◆ TASK OBJECTIVE:
Copy the data below exactly, omitting any picture it contains.

##### RECORDS FOR THIS TASK

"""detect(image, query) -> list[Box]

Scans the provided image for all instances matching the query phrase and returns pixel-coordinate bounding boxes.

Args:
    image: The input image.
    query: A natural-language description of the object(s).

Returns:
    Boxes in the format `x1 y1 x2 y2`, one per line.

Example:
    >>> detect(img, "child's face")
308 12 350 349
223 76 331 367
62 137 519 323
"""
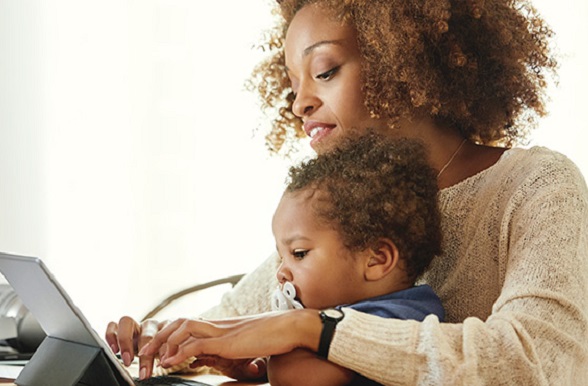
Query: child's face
272 190 369 310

##########

◆ ANSWER BOX:
"""detect(image, query) -> list[Box]

Scans the provided image for all instances matching the query phrase and returns pixel-coordinate bounding boxes.

Args:
    image: The input image.
    query: A natural-language description of the object(s).

Returns:
    Boxes in the format `x1 y1 x2 y2`, one per line.

Example:
    >>> detect(img, "child's face")
308 12 350 349
223 76 331 367
62 137 519 323
"""
Query: child's face
272 190 369 310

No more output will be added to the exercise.